-- Start of RAW RECORDS --
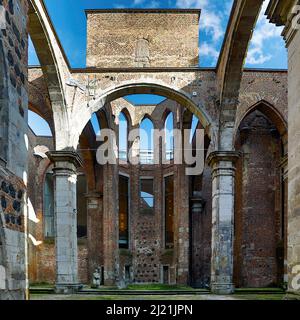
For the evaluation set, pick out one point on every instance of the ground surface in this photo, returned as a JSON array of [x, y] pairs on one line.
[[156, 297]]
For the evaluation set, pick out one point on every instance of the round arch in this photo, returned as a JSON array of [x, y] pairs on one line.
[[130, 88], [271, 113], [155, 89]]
-- End of RAW RECORDS --
-- Start of RAW RECORDS --
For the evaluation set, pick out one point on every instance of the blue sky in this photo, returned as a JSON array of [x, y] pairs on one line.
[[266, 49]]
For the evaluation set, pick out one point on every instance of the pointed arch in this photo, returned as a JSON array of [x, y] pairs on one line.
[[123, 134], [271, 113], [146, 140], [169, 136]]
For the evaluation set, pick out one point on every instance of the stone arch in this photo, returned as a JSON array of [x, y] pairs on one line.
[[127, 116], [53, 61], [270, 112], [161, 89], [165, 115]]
-- End of RAW RECORDS --
-- Start of RAW RECORDS --
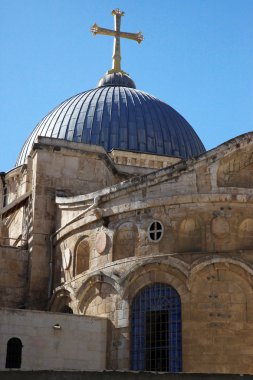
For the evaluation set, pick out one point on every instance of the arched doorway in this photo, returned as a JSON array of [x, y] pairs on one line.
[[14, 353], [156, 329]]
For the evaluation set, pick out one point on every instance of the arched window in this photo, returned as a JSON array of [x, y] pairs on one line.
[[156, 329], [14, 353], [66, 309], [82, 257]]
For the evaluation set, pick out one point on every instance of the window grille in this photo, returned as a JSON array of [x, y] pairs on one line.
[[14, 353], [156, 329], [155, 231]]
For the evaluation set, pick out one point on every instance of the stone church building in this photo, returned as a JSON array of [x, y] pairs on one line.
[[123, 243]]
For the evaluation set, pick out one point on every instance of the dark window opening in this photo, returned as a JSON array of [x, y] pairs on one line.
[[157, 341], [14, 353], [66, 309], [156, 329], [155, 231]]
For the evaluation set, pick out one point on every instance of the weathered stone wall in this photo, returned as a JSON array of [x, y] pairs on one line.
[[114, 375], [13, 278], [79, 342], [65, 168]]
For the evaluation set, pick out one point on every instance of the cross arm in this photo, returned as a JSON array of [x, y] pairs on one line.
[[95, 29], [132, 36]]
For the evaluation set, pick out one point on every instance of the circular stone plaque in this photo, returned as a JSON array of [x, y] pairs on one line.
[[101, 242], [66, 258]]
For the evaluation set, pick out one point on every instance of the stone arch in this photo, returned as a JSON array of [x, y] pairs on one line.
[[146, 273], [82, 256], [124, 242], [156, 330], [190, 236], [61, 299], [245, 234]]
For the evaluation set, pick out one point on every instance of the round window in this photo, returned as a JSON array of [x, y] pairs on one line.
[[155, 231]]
-- End of RAW RECORDS --
__WHAT TO DO__
Render the rows from the line containing "of the pointed" up to and including the line containing "[[123, 134], [271, 113], [146, 140], [169, 136]]" as a Markdown table. Use two columns, Line and Content: number each line in Line, put its text in Content, and omit blank lines.

__EXERCISE RESULT__
| Line | Content |
|---|---|
| 1 | For the evaluation set, pick out one point on every instance of the pointed arch in this photo, returned as a JSON array of [x, y] pairs on one line. |
| 2 | [[123, 134], [271, 113], [146, 140], [169, 136]] |